— What to do —
Leave the pictures out and give every entry again exactly.

[Natural language region descriptions]
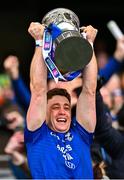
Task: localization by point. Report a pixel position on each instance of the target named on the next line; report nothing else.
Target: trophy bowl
(72, 50)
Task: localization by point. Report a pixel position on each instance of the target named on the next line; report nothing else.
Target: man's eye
(55, 107)
(67, 108)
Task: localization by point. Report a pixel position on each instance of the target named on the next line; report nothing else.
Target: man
(58, 147)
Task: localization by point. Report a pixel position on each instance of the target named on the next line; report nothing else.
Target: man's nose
(61, 111)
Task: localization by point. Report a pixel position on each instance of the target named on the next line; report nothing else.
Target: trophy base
(72, 54)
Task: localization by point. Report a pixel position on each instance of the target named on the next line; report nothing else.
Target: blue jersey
(53, 155)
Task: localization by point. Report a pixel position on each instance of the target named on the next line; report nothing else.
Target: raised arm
(86, 108)
(38, 82)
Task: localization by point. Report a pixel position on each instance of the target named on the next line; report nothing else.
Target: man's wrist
(39, 43)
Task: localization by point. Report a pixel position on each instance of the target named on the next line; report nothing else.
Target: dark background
(16, 17)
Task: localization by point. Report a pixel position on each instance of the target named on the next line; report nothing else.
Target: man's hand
(90, 33)
(11, 65)
(36, 30)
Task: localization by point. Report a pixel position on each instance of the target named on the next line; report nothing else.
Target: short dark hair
(60, 92)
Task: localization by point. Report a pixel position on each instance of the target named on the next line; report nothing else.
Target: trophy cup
(72, 50)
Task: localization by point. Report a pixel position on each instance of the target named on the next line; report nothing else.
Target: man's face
(70, 86)
(59, 114)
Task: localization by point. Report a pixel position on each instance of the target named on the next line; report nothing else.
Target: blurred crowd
(107, 149)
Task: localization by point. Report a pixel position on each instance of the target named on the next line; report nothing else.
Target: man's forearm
(90, 75)
(38, 73)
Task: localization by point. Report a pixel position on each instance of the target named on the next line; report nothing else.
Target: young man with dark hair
(58, 147)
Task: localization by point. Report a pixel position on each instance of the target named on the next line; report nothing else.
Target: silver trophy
(72, 50)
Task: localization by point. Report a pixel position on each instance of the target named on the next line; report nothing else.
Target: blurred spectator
(11, 65)
(16, 149)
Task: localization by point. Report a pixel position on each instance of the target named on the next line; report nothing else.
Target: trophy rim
(61, 9)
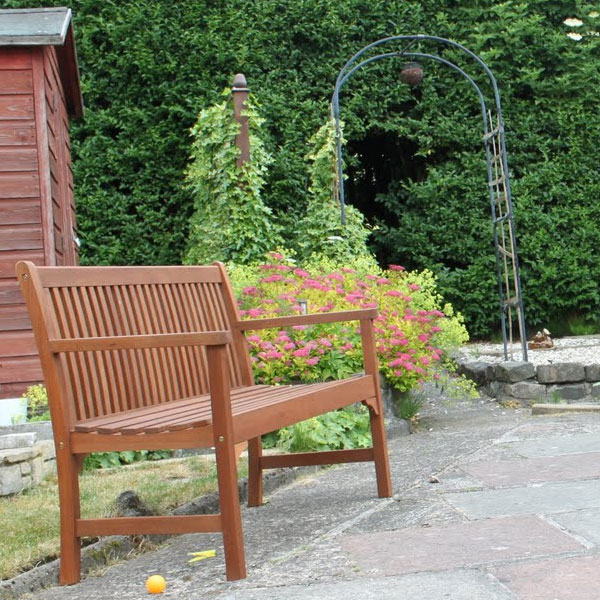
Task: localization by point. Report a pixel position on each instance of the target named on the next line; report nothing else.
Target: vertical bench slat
(105, 359)
(148, 313)
(174, 325)
(191, 354)
(168, 364)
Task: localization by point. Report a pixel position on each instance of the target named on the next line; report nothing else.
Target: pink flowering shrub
(406, 330)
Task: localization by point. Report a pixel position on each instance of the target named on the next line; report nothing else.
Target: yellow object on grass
(201, 555)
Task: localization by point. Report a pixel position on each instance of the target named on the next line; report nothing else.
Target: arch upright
(507, 263)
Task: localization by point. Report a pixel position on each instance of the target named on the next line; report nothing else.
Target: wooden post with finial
(239, 91)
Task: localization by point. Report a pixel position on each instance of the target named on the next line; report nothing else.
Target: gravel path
(580, 349)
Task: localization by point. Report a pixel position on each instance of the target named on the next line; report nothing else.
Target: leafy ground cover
(30, 520)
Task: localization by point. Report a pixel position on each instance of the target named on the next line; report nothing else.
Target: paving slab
(545, 498)
(555, 446)
(450, 585)
(582, 523)
(465, 544)
(568, 467)
(553, 579)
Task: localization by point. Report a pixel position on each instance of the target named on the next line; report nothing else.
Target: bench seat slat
(196, 412)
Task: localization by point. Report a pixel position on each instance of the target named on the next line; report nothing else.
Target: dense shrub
(411, 331)
(415, 160)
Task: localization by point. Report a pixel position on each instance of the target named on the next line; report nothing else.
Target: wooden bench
(155, 357)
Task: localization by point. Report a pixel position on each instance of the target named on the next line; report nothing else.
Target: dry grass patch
(30, 520)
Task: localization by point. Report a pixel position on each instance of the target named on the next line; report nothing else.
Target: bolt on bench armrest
(310, 319)
(130, 342)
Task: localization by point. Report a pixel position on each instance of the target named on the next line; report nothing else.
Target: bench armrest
(131, 342)
(310, 319)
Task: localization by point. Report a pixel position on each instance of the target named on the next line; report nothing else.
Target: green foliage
(338, 430)
(414, 155)
(408, 404)
(406, 329)
(320, 232)
(37, 403)
(230, 222)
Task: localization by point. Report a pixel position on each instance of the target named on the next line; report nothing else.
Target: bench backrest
(84, 302)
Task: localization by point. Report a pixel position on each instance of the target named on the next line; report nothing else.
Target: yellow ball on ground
(156, 584)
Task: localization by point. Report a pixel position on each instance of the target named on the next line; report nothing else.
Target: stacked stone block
(527, 384)
(24, 461)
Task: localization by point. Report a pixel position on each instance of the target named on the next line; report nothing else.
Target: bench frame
(100, 330)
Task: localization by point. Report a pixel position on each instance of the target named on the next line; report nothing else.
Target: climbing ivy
(230, 222)
(320, 232)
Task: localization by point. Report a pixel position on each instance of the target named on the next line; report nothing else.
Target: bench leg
(255, 497)
(68, 493)
(231, 517)
(380, 453)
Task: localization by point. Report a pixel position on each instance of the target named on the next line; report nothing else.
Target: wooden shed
(39, 92)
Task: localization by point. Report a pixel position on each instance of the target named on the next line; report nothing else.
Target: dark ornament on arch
(412, 74)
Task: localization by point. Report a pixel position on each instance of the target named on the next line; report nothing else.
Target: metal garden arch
(507, 264)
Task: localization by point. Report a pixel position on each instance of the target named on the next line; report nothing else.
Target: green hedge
(149, 68)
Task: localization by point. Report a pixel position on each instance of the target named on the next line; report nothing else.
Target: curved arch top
(510, 294)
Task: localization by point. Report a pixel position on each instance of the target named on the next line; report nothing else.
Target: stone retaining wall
(24, 461)
(528, 384)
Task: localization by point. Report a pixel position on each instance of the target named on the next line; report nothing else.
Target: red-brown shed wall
(37, 212)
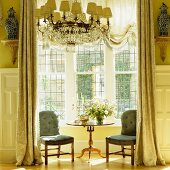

— Response —
Task: localization by point. Report a pixel position on each instance of the target named on the next line; report nothing else.
Target: trophy bowl
(72, 50)
Task: localization by point. Report a pixel position on each instance of the target named on the next line; report nothing else.
Target: man's eye
(55, 107)
(67, 108)
Task: localization by point. Report a pixel position on each instance of the target named on the next line; report nothing else.
Target: man
(58, 147)
Task: localization by point. Report a pixel position on each instance of the target named on the next line; report nothing else.
Target: man's nose
(61, 111)
Task: localization by point. Report a pixel position on each instance of the target named on the next line; report nothing else.
Target: trophy base
(72, 54)
Task: localization by point. Report a pixel position on each instance of the target named on the next line; report nothing else.
Target: blue jersey
(53, 155)
Task: localization by point. Report a pixel position on each instance of the target named on the next line; report nothing else.
Target: raised arm
(86, 108)
(38, 82)
Task: localization by point. Report a pixel position on each instance of the target named on the next line; report nothing else.
Target: man's wrist
(39, 43)
Task: localization by point. Report a pixel position on each instance of the target named on the next line; report nothing else.
Target: dark background
(16, 17)
Task: localization by point. Report a pixel position on each instance of the target named on the next line; report nothing else.
Target: man's hand
(90, 33)
(11, 65)
(36, 30)
Task: localization by point. Report a pixel position on each instance of the target named on the next line; report nothing else.
Target: short dark hair
(60, 92)
Task: localization by point. Report a pixel position on each instance of the target named on the next line; report nothing else.
Target: trophy cup
(72, 50)
Task: localization by point. Report a pixel position on each instance of the target named on the next line; report nothing else.
Target: man's face
(70, 86)
(59, 114)
Task: localization by point. Report a pixel position on each instance of the target named on the next line; report nothing else.
Target: blurred crowd
(107, 149)
Task: localization by point. Report a pixel position on each instance of the target named on the next line; report nothing else.
Target: man's forearm
(90, 75)
(38, 73)
Task: localization by point. Report a pixel position on each instance of the target named on the next line; report nothing else.
Target: young man with dark hair
(58, 147)
Task: localization by point. Report a pixel position on each instance of the target named on the next line; report nothing else.
Target: silver trophy
(72, 50)
Task: localization by point. Report a pixel position on each instance of the target named on the next line; report nothing else.
Target: blurred spectator
(11, 65)
(16, 149)
Task: localization by point. Report a pixel position on each instance of the target named on the next line; report nothing else.
Target: trophy rim
(61, 9)
Task: localization by point. Report a pixel position on each instance of the target named on the next line; report nothing else.
Target: vertical bench slat
(105, 359)
(148, 313)
(174, 325)
(191, 354)
(168, 364)
Task: localization by point. Report a pixel position on each instance of the target named on the next line; report nothing else.
Target: pink flowering shrub
(406, 330)
Task: localization by point. Report a pixel position on each instance of the target named on the next line; report nothing else.
Target: yellow object on grass
(201, 555)
Task: localization by point. Report a pixel position on each instance of the target named on the next line; report nothing else.
Target: arch upright
(507, 263)
Task: localization by point. Report a pixel position on each instance of the target named on the next line; report nothing else.
Target: wooden post with finial
(239, 91)
Task: localization by point. Report a pixel position on each instance of the target named on the next line; report nothing else.
Target: gravel path
(580, 349)
Task: localization by point. Report a pixel position on each instance of the target named on the next line; report nothing else.
Target: leafy ground cover
(30, 520)
Task: localization by point. Report a pixel position on each instance of the target named on the next line; report nothing else.
Target: paving slab
(545, 498)
(555, 446)
(450, 585)
(582, 523)
(465, 544)
(568, 467)
(553, 579)
Task: localization by point. Report a pixel position on each instance of the target named on the next line; report nothing else.
Target: bench seat slat
(196, 412)
Task: localization by point. Report a pixel position on each instance of the target named on the next line; report nothing else.
Target: dense shrub
(411, 331)
(415, 160)
Task: localization by point. Report a pixel position on each instance of the target named on the next line; report nothing else.
Target: wooden bench
(155, 357)
Task: localization by point. Report a pixel position on each instance of the target named on the next line; report nothing else.
Target: dry grass patch
(30, 520)
Task: localization by point. Report a pixel position on each instance of the target named on the next line; report nothing else.
Target: bolt on bench armrest
(310, 319)
(130, 342)
Task: localization by point. Report a pixel position on each instance of the target named on the next line; report nothing else.
Target: bench armrest
(131, 342)
(310, 319)
Task: localization by point. Report a pixel position on each instance of the target named on the next line; report nothing else.
Target: green foliage
(338, 430)
(414, 155)
(408, 404)
(406, 329)
(320, 232)
(37, 403)
(230, 222)
Task: localization by point. Report a pixel position on each instance of the target named on the next line; report nothing else.
Target: bench backrest
(84, 302)
Task: localization by point. Report a pixel position on each instance of the target named on the next line; report nothing else.
Target: yellow ball on ground
(156, 584)
Task: localization by point. Report a pixel position on each instance of the target named on the next line; report nothing else.
Target: stacked stone block
(527, 384)
(24, 461)
Task: localization by point. Report a pixel position on each instance of the target named on the next line; report nothing else.
Target: bench frame
(100, 330)
Task: localization by point. Report a pixel position on each instance of the target named on the next line; report nothing else.
Target: climbing ivy
(230, 222)
(320, 232)
Task: localization by point. Report a pixel position on each instance of the target named on the next line; report nothing else.
Target: bench leg
(255, 497)
(68, 493)
(231, 517)
(380, 453)
Task: localization by point. Report a pixel position on each instance of the target named on the next line; report nothing else.
Target: wooden shed
(39, 92)
Task: localization by point. Report a pixel position on each instance of the target named on the next line; report nothing else.
Target: dark ornament on arch
(412, 74)
Task: localization by point. Report a pixel position on each instance of the target named on the next line; report nothing else.
Target: metal garden arch
(507, 264)
Task: localization by point. Report a pixel position on each instance of the target named on the next line; report nothing else.
Target: green hedge
(149, 68)
Task: localization by point. Report a pixel position on each instance of the target named on the next line; report nothing else.
Target: curved arch top
(510, 294)
Task: localization by point. Report a pixel position on each instance of the target named on the next line; report nothing else.
Target: stone retaining wall
(24, 461)
(528, 384)
Task: localization by point. Report a pixel position on each instance of the target named on the next line; report nothing else.
Target: red-brown shed wall
(37, 212)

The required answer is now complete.